# To do
1. In the article on brewery growth below, reproduce the passage from "Not that the" up to and including "same this year.".
2. According to the article on brewery growth below, how long does it take Pateros employees to crush each 50-pound bag of grain?

Tops on the list these days are another fermenter to help increase production and large serving tanks so the taproom can quit pouring out of kegs. As with the owners of many growing breweries in the region, the father-son duo of Bob and Steve Jones know that the path to continued growth and efficiency is tied largely to bigger equipment and the automation of processes.
Making beer, after all, isn’t all that different than any other manufacturing process. Increasing scale increases production per worker.
Locally, the difference in the number of barrels brewed per employee between the regional breweries (those that brew 15,000 barrels per year or more) and the microbreweries is striking. The reasons are multiple, but automation and scale are the biggies. New Belgium in Fort Collins brewed 792,000 barrels in 2013 and has about 520 employees, creating a ratio of 1,523 barrels per employee. Pateros, meanwhile, brewed 600 barrels with its 10 employees.
All of which isn’t to say the smaller breweries aren’t getting a lot of work out of their workers. At Pateros, Steve Jones oversees brewing, operations and procurement and helps with taproom management. His father handles business management and finance and oversees sales. There is one full-time brewer, a brew-house assistant who does local deliveries, two sales people, a taproom manager and three taproom workers who also help with packaging or whatever other tasks might arise.
“When you’re small, you definitely wear a bunch of hats,” said Steve Jones, who opened Pateros in 2010.
Not that the big breweries are just adding equipment and not jobs. New Belgium added about 50 employees last year, and chief executive Kim Jordan expects the same this year.
But as Bart Watson, chief economist for the Boulder-based Brewers Association, noted, the number of non-brewing jobs such as sales and marketing tend to proliferate as breweries grow. Meanwhile, brewing lots of different beers, as small breweries do as they experiment and tweak recipes, takes a more hands-on approach.
At Pateros, tasks such as emptying the mash tun and sanitizing fermenters is much more labor-intensive than at the larger breweries. Jones knows precisely, for instance, that it takes his employees eight minutes to crush each 50-pound bag of grain, which means about two hours is spent on the task for each batch of beer in Pateros’ 10-barrel brew house. But when Pateros brewed a collaboration beer with New Belgium recently, all of that grain crushing took about 15 minutes in New Belgium’s mill.

# Data shown

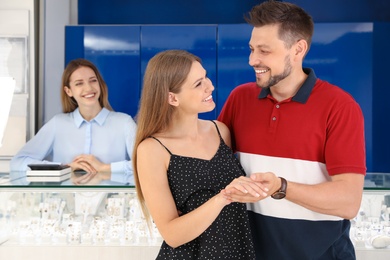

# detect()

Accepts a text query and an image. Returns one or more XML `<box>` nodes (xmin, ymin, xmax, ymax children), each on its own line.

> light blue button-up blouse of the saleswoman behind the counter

# List of answers
1.
Not that the big breweries are just adding equipment and not jobs. New Belgium added about 50 employees last year, and chief executive Kim Jordan expects the same this year.

2. It takes them eight minutes per bag.